* **Working data**
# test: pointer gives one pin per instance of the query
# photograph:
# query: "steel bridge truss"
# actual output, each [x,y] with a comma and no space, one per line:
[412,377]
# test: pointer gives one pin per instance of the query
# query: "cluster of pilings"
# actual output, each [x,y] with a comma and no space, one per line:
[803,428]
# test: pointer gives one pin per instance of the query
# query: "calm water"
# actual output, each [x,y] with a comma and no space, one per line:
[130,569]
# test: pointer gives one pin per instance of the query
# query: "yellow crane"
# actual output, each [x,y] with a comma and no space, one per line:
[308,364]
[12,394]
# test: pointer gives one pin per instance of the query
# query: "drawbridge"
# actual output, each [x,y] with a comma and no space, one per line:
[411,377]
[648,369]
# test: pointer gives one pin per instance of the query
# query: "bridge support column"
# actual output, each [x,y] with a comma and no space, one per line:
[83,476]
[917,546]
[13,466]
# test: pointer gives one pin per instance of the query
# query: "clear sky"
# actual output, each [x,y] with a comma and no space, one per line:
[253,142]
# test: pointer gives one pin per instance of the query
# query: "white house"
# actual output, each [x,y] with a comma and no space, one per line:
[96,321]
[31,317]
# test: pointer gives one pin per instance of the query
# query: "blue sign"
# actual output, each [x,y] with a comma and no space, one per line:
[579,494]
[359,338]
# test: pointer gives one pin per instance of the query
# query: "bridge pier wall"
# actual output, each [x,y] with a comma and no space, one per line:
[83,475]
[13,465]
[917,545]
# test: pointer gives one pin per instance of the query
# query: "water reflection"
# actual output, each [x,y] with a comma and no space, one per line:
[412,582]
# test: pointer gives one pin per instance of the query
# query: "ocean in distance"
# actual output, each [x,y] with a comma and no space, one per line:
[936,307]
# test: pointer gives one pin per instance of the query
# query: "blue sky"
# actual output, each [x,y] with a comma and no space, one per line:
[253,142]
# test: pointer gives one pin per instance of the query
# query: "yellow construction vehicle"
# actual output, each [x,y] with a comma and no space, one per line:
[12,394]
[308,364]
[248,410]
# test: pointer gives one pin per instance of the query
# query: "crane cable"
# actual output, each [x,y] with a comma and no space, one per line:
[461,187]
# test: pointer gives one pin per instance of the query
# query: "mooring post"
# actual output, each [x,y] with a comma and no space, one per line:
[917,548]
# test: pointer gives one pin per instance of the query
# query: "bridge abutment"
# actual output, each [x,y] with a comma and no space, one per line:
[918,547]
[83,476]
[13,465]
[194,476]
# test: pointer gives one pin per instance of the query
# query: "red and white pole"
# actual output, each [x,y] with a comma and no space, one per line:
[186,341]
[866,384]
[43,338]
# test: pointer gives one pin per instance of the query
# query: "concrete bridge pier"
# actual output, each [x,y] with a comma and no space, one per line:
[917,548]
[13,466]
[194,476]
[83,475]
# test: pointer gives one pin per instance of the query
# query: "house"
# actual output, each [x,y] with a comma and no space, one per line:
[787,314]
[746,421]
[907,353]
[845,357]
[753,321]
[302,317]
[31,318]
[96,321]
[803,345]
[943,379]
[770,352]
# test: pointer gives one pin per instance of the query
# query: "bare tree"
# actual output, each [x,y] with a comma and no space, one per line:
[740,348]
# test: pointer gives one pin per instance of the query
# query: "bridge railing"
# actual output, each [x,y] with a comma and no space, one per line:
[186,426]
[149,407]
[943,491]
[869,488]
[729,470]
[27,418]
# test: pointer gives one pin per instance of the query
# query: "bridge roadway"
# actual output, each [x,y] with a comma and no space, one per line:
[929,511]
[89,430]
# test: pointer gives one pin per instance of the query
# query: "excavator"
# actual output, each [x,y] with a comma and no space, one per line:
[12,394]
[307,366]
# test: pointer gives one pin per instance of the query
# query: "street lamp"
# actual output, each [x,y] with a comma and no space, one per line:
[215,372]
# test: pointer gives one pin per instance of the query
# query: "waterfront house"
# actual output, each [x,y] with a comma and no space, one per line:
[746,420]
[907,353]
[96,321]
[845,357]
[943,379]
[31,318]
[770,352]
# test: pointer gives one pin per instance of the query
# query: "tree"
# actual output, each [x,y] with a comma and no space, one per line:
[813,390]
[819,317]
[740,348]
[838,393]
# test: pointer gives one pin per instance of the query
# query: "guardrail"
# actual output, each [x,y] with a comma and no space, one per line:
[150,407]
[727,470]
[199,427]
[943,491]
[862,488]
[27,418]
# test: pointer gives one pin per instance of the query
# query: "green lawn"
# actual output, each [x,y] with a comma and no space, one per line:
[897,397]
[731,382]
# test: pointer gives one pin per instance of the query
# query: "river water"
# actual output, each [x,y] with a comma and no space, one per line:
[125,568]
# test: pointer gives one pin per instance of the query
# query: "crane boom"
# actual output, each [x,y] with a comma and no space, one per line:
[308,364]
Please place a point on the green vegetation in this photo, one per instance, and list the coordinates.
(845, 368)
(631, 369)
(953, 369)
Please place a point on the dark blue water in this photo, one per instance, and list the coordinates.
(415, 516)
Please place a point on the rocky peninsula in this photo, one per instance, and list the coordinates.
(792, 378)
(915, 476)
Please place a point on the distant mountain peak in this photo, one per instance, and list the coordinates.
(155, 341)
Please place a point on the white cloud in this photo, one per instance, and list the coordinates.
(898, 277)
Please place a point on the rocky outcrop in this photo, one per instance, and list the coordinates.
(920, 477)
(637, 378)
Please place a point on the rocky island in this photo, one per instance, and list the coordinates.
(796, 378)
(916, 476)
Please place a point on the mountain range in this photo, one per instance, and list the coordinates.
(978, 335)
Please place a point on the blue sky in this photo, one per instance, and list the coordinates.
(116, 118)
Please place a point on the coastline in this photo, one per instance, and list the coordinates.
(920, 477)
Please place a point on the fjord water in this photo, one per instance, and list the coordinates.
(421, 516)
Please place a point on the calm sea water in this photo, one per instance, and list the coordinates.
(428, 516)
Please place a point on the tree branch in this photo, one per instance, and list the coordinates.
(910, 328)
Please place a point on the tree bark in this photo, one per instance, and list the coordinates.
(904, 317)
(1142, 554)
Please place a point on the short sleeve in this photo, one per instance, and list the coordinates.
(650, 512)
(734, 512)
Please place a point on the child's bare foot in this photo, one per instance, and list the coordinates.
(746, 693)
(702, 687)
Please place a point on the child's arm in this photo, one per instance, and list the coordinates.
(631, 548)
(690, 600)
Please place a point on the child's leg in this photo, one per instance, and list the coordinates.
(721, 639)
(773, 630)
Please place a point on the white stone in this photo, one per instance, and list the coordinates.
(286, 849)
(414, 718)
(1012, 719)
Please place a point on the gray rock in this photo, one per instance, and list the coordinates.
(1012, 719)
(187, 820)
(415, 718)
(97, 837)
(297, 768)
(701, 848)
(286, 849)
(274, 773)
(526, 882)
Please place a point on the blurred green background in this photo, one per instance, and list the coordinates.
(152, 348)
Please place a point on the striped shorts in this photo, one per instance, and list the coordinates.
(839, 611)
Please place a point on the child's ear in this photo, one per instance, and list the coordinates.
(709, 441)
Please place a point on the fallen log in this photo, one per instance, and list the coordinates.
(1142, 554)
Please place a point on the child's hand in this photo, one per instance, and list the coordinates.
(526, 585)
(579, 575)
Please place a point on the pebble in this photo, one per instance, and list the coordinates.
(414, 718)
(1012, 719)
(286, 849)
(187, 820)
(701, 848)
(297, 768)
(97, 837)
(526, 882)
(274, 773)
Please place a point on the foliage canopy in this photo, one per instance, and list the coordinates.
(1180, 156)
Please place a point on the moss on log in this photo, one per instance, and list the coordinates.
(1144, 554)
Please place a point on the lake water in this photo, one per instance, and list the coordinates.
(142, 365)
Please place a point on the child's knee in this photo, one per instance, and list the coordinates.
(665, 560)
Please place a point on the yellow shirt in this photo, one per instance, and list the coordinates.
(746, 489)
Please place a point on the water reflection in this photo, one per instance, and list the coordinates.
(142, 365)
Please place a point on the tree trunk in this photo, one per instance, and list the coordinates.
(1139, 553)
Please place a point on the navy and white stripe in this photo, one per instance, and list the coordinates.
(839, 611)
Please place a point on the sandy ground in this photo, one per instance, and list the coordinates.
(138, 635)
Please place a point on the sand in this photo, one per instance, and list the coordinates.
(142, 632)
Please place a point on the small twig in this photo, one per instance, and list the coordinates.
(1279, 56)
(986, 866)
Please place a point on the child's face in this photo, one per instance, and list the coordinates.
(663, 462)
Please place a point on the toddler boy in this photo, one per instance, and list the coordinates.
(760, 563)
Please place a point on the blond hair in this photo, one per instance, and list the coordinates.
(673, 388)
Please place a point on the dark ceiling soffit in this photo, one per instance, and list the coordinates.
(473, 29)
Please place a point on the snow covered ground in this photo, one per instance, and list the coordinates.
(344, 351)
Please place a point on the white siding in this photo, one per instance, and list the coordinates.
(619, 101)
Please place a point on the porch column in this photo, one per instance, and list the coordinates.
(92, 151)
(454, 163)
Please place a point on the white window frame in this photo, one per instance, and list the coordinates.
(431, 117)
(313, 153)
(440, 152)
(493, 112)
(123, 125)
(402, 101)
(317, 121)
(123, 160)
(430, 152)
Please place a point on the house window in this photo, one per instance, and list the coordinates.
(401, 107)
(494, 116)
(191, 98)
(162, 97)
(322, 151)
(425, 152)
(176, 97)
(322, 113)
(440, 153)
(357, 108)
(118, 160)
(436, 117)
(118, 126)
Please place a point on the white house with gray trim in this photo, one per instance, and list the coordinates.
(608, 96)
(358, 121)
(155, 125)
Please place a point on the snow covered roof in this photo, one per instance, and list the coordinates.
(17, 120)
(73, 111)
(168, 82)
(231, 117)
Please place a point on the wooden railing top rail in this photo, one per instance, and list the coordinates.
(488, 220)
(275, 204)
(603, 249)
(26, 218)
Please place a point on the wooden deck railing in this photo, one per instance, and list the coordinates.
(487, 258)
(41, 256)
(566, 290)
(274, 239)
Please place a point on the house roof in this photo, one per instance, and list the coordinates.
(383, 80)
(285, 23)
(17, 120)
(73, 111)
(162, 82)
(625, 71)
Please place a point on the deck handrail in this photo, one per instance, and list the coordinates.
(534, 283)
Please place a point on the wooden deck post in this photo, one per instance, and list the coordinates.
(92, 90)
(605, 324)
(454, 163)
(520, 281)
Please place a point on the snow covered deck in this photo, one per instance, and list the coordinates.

* **Problem details**
What lines of the preceding data include the string "pier"? Pull them out.

* **Exercise response**
# query: "bridge pier wall"
# query: "concrete bridge pier"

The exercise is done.